= Quoted text =
= = = =

I’m not saying I need the world to go easy on me; I’m saying I need something to fucking do. Ever since I quit my job over two years ago, I have dabbled in just about everything my imagination could conjure up, and all with little to no success. I never thought that my main enemy in all of this would be fucking boredom. I don’t do well holding still. That’s why I built a pond and a garden. In fact, I’d be outside building another section if I hadn’t used up all my materials. It might be a vanity project (and a bit of a money pit), but at least it has measurable fucking results.
But make no mistake; I don’t wish I did anything any differently. If I were not afforded this stretch of time to feel low and sorry for myself, I would not have been given the chance to re-calibrate my thinking and look at my life in a more serious way. If I were immediately successful in any of the things I attempted to pursue, I would have remained immature and careless. Not that I believe I’m all grown up and will make a perfect adult from here on out, but I do believe that now that I have experienced the bottom, I will operate with a little more care in the future. Money doesn’t buy you a clue, nor does it do anything at all to promote reflection or advance maturation.

= = = =

= Task set =
A. In the passage on boredom, how long ago did the writer quit their job?
B. Translate this sentence from the passage on boredom into Spanish: "Money doesn’t buy you a clue, nor does it do anything at all to promote reflection or advance maturation."
C. Resume the passage on boredom from the point where it stops.

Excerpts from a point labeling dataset
= = = =

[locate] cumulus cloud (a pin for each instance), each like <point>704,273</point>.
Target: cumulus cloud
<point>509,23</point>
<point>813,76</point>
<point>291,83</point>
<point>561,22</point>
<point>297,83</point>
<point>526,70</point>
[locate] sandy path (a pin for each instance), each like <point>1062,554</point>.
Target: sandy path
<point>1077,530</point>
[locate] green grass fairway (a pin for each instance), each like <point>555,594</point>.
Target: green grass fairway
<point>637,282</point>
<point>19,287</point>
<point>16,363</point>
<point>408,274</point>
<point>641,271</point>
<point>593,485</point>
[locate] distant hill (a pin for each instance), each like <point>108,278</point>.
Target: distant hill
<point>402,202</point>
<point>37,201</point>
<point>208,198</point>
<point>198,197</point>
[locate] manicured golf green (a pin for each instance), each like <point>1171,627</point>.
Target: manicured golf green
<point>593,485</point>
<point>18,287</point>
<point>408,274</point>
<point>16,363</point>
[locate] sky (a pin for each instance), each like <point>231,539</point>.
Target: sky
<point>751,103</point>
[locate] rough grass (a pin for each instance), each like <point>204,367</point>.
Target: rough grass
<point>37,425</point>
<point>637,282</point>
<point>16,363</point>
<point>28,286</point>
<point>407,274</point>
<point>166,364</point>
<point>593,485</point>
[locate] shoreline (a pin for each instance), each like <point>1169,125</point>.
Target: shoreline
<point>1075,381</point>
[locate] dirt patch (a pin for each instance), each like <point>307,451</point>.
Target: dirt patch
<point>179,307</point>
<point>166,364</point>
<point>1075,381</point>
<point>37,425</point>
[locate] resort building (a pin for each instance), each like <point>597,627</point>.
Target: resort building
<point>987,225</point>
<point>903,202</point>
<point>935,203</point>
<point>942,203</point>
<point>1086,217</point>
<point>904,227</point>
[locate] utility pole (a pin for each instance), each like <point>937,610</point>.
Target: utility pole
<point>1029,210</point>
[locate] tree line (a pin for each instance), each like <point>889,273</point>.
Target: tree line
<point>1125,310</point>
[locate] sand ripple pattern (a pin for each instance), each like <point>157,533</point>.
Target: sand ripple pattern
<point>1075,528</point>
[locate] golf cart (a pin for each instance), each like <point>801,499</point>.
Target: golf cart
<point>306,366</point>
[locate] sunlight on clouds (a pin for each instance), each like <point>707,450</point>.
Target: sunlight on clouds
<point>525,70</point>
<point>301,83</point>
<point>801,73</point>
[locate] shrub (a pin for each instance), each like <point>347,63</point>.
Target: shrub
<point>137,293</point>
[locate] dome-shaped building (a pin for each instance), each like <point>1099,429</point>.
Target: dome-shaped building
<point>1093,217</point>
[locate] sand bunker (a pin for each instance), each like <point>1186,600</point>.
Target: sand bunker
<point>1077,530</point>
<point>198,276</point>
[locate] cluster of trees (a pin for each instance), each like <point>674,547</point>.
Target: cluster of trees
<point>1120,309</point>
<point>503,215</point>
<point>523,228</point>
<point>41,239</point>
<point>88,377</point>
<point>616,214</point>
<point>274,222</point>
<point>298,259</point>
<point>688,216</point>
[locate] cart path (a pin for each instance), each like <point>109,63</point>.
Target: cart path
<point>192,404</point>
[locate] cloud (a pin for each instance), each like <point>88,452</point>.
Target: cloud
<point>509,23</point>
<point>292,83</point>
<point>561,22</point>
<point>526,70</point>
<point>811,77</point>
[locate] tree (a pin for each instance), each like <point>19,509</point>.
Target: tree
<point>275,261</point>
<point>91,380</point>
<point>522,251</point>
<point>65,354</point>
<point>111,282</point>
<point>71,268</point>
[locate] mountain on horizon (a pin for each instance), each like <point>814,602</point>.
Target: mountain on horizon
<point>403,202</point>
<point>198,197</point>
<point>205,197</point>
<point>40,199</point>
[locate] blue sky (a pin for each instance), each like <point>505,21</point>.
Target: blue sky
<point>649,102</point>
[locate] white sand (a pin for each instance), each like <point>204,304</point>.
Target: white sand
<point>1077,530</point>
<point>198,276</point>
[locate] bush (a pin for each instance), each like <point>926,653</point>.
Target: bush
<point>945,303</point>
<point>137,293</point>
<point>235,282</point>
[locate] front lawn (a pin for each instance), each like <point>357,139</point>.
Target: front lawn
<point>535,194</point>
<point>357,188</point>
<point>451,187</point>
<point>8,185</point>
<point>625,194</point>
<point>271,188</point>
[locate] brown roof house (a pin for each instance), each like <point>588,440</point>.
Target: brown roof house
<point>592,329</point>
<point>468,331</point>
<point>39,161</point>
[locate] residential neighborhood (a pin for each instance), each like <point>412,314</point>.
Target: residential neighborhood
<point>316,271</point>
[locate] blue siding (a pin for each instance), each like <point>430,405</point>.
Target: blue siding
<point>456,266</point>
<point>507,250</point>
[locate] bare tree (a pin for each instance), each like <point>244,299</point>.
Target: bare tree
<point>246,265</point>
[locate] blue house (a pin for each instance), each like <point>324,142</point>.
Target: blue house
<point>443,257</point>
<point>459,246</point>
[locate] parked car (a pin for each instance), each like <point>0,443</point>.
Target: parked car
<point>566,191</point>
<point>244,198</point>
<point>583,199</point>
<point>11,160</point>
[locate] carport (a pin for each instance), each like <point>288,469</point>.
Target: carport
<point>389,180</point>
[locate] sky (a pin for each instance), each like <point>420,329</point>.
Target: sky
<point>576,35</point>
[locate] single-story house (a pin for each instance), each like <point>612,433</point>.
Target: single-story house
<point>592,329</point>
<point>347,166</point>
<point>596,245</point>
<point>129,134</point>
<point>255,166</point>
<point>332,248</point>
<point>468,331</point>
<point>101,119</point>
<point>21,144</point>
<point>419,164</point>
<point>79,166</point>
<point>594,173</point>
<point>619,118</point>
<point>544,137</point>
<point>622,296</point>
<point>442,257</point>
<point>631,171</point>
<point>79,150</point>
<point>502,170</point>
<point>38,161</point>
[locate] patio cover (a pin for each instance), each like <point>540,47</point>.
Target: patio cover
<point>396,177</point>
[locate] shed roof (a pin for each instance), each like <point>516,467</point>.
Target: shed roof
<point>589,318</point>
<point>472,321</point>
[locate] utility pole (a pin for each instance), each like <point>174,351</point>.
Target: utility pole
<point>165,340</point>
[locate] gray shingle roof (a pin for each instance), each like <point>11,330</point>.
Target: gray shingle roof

= = = =

= Answers to the exercise =
A. Over two years ago.

B. El dinero no te compra criterio, ni hace absolutamente nada para promover la reflexión o impulsar la madurez.

C.
Besides, I have a house with everything I need. This period of thinking and planning and regrouping has all been made much less miserable by the fact that my home base is comfortable and spacious. I’ve wanted for nothing and have done my best to remind myself of that fact any time the self-pity gets too strong. Furthermore, I have been afforded the opportunity to focus on my health, and it certainly shows. I’m wearing my age much better these days, and I look forward to even greater strides once I extricate myself and my family from this godawful pollution.
So here is the point in the letter where I once again put a bow on the discussion. I’m actually surprised that something came out when I sat down to write, so now I’m feeling a little better about it all. Between this little activity and the three or four loads of laundry I will be doing before day’s end, I can feel a little bit better about playing video games and reading all day.
But the bow… yes, let’s get this bullshit over with.
Blah, blah, blah… what doesn’t kill you makes you stronger. Do unto others. Brush your greens and eat your teeth. Don’t count your chickens before they leap. In the name of the Sanford, the Son, and the Smells Like Teen Spirit.